Work order
The expected result is the segment of the entries that begins with the line containing "Could you point out the concrete footing" and ends with the last line, copied verbatim.

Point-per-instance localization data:
• • • • •

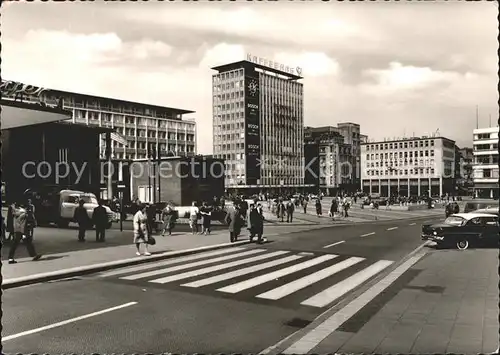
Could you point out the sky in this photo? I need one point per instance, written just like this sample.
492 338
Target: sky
395 68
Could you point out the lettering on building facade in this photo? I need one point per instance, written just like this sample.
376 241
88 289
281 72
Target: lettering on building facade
274 65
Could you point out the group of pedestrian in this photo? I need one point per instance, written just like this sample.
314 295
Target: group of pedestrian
20 225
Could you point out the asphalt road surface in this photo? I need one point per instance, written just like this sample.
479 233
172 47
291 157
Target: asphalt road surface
230 300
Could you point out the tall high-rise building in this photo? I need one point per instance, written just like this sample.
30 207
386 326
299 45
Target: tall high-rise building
258 125
140 127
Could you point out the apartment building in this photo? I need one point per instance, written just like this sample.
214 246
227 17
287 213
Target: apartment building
485 164
258 118
414 166
338 154
139 127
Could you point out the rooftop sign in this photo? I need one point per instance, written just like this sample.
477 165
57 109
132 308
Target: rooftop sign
274 65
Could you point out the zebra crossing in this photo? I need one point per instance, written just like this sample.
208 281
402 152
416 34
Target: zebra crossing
308 279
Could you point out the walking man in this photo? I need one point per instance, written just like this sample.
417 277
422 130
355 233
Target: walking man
20 232
100 219
82 218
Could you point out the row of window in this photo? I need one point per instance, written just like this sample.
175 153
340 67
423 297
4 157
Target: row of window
400 145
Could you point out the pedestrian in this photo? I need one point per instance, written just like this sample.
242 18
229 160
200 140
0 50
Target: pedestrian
10 220
30 219
82 218
318 207
141 235
206 218
233 221
100 220
193 218
290 208
346 208
168 218
19 234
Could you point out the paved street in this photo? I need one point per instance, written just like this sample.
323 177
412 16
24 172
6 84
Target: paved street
270 290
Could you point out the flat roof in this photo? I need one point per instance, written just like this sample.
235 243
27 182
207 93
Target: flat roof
408 139
247 64
88 97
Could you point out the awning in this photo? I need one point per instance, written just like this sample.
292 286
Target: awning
17 114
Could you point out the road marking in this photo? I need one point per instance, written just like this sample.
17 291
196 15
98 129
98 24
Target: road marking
367 234
190 265
308 280
241 272
210 269
331 245
169 262
310 340
333 293
72 320
244 285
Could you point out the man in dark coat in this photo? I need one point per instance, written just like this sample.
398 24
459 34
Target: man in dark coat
233 221
82 218
100 219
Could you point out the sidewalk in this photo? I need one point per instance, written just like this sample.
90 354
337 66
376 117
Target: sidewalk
450 306
176 242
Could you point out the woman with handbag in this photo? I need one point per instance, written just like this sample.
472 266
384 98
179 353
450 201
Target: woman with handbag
141 231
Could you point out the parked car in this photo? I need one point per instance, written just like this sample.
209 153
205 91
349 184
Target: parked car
479 204
462 230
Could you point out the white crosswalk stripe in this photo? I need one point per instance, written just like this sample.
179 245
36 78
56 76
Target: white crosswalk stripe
305 281
259 280
321 279
191 265
207 270
335 292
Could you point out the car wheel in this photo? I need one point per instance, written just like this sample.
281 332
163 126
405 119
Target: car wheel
462 244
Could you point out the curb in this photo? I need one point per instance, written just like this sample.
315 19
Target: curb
91 269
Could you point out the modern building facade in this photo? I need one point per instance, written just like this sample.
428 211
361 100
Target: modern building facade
258 118
181 180
338 156
138 127
415 166
485 166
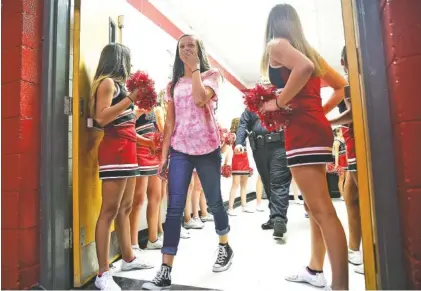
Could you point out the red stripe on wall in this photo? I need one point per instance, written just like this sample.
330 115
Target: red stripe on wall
151 12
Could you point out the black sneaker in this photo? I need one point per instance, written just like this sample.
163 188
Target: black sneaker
267 225
224 259
279 228
162 280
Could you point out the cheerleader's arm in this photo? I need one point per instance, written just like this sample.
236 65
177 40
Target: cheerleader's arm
141 140
337 82
104 111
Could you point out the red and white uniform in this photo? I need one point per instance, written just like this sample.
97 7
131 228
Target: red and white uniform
148 163
117 150
348 134
240 163
342 162
308 134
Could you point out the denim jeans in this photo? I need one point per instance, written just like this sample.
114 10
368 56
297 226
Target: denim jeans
180 172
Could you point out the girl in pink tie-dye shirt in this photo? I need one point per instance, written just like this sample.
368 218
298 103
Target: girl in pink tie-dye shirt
191 140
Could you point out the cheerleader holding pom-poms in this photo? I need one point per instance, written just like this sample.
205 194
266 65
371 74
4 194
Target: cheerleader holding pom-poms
111 107
240 174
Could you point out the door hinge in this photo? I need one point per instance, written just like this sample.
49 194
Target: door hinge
68 105
358 61
68 238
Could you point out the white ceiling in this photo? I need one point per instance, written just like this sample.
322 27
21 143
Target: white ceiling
232 30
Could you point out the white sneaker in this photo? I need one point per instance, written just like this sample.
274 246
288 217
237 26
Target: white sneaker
208 217
194 223
303 276
248 209
157 245
355 257
359 269
184 233
260 208
136 264
231 212
137 250
106 282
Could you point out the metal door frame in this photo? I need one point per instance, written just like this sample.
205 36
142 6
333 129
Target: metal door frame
391 269
56 202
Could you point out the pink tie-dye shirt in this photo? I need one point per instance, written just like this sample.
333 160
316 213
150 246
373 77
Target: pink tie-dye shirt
195 130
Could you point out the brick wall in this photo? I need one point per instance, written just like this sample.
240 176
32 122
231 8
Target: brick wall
21 31
402 41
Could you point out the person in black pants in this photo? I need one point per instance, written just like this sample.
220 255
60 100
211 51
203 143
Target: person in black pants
270 158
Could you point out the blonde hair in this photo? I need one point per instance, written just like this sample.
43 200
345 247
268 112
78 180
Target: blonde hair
234 125
284 22
114 63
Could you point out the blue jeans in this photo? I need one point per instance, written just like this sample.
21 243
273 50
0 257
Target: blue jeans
180 172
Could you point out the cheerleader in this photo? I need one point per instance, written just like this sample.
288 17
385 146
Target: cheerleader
240 175
192 133
339 154
112 110
147 184
351 196
296 67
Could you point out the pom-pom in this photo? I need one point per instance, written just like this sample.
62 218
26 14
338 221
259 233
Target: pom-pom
157 139
255 98
332 169
226 171
148 96
229 138
223 132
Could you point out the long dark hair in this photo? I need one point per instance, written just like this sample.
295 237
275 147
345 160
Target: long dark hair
114 63
178 68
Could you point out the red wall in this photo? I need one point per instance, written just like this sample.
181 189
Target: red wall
402 41
21 30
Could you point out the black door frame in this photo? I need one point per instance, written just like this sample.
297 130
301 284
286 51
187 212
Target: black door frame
56 200
388 230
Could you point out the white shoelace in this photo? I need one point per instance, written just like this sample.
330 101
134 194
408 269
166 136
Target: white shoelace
222 254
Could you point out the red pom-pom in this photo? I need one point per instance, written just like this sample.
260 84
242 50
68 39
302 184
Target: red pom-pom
157 139
223 132
229 138
254 100
251 172
226 171
148 96
331 169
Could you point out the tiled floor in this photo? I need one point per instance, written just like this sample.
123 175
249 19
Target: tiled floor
260 262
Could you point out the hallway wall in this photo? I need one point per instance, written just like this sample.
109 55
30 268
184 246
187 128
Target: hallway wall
21 45
402 43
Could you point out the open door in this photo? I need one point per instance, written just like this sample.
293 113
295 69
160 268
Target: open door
362 144
95 25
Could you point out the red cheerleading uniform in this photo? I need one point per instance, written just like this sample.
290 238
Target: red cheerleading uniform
148 163
117 150
342 155
240 163
308 134
348 134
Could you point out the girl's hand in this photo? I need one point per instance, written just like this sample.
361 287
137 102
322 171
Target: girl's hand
269 106
190 59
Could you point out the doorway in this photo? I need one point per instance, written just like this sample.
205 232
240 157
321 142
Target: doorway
94 27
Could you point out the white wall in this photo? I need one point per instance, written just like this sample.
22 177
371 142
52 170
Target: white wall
153 51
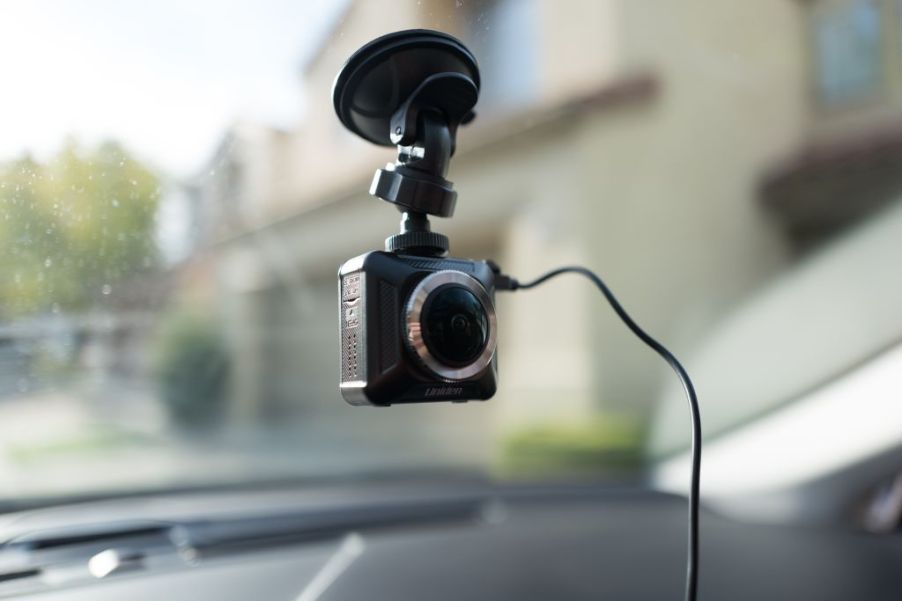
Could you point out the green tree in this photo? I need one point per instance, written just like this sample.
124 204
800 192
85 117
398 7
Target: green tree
73 228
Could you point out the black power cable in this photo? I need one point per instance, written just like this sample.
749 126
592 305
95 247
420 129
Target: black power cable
692 559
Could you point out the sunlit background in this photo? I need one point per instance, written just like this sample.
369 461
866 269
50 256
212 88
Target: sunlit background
176 195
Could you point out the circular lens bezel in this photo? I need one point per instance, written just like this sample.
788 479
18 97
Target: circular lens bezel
414 328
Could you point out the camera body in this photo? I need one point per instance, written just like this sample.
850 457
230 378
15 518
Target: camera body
416 329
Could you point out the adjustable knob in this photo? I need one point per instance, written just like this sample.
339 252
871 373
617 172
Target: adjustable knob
418 243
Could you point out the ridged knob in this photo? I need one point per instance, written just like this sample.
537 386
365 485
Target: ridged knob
419 242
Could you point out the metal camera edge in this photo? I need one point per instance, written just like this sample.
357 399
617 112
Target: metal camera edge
384 358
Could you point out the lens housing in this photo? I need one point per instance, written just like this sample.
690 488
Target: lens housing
450 325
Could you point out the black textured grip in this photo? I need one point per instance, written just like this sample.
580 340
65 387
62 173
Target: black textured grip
419 240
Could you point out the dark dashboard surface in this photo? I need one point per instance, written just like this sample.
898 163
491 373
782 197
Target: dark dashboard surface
554 545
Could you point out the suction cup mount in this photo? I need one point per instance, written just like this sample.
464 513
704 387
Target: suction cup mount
411 89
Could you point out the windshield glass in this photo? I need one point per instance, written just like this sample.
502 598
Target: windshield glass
177 193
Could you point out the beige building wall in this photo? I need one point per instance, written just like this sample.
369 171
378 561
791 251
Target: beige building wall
640 189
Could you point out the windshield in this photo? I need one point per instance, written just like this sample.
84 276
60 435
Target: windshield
177 193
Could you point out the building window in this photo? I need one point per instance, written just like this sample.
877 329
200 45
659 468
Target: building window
502 35
847 49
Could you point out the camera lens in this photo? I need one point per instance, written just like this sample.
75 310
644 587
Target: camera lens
455 325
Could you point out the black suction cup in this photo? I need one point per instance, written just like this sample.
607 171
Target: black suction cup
378 91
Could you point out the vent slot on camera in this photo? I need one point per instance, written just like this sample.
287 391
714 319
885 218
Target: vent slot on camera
352 322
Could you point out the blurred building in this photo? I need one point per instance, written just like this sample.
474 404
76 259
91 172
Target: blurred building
631 136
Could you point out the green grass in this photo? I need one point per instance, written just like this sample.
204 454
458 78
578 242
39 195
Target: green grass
93 441
611 445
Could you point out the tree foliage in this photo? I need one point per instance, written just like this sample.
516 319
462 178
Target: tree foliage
73 228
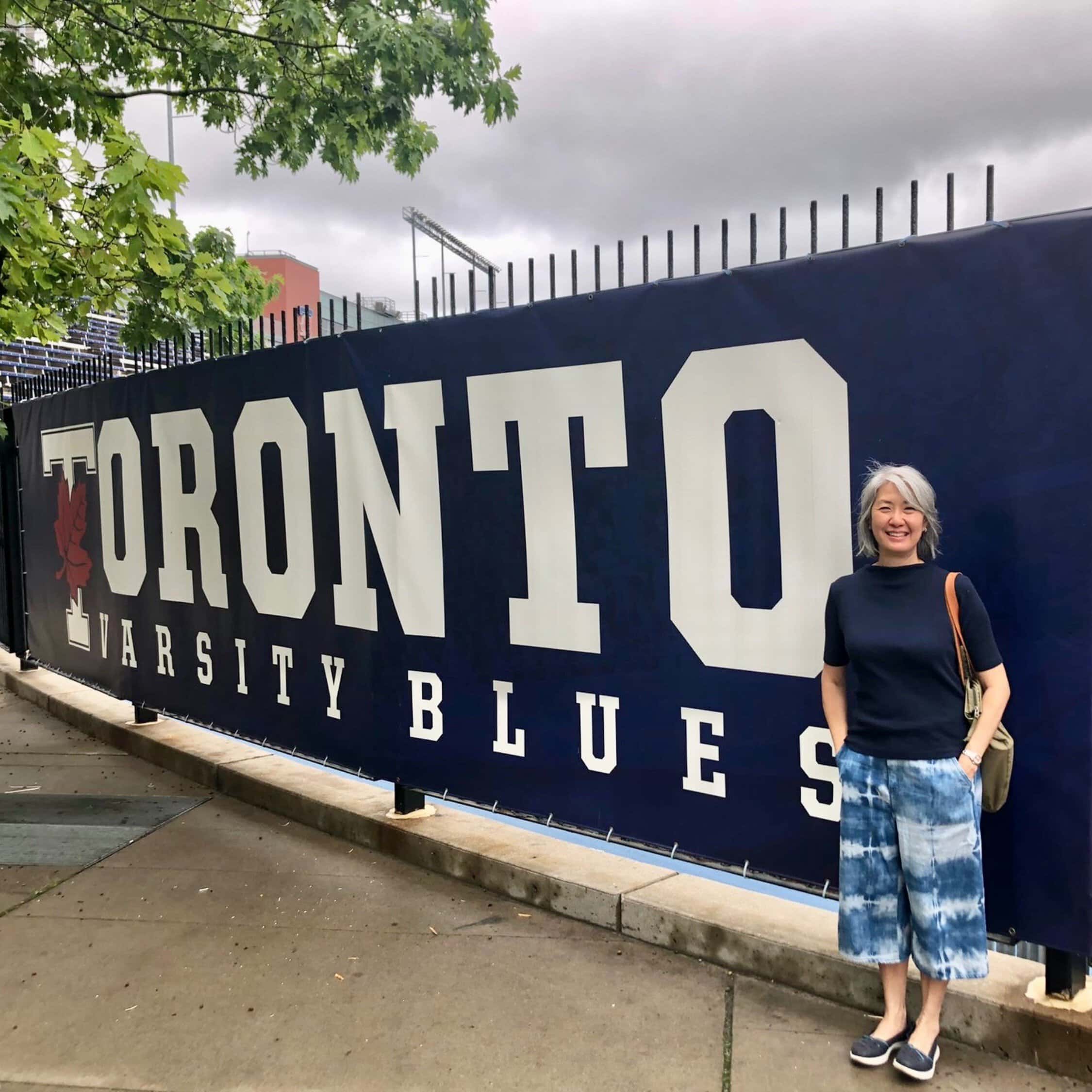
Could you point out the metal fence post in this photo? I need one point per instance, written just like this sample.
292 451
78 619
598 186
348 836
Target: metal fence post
408 800
1066 973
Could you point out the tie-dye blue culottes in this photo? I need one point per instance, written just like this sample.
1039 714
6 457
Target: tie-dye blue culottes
910 875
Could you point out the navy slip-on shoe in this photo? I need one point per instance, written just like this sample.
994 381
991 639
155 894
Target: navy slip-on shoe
914 1064
870 1051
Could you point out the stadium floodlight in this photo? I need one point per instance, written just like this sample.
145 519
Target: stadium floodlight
418 221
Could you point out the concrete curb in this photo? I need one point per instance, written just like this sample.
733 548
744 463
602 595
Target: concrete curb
749 933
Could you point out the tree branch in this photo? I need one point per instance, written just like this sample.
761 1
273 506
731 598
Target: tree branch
182 92
182 20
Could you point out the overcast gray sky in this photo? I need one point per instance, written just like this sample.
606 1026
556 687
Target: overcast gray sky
637 116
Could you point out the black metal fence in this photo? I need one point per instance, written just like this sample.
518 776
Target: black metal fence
303 324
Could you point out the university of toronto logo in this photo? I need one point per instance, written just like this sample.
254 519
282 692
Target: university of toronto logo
69 527
65 448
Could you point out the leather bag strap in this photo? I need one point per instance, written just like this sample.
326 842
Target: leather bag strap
962 656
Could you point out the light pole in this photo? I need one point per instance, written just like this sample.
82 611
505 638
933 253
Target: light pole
171 142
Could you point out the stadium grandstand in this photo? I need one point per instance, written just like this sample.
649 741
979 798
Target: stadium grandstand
98 339
93 350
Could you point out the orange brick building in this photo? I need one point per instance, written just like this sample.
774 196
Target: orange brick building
300 286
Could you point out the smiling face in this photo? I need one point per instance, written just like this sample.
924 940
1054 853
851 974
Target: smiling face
897 526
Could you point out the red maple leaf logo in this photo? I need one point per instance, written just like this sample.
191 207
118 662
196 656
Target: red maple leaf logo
69 527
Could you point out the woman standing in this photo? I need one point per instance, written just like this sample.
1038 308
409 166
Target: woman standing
910 875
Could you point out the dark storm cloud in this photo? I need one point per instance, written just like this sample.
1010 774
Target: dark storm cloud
637 116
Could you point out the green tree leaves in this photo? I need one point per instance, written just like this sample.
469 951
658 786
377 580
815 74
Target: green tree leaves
81 225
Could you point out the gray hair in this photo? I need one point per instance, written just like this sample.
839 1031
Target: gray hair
915 490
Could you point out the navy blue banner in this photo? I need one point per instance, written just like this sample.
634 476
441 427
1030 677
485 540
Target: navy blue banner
573 557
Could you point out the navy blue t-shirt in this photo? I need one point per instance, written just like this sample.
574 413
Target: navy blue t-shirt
889 624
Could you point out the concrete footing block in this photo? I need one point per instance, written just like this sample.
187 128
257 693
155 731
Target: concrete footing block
797 946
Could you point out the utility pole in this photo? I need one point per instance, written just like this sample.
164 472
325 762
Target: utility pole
417 221
171 141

• • • • •

Answer box
Could you point out the concrete footing block in this photo? I need one point per instance, written just like this sample.
187 128
257 693
155 731
Target: concrete footing block
797 946
Could you point out the utility pole in this photo? I need one point per instance, written just like this sample.
164 472
325 762
Target: utility pole
417 221
171 141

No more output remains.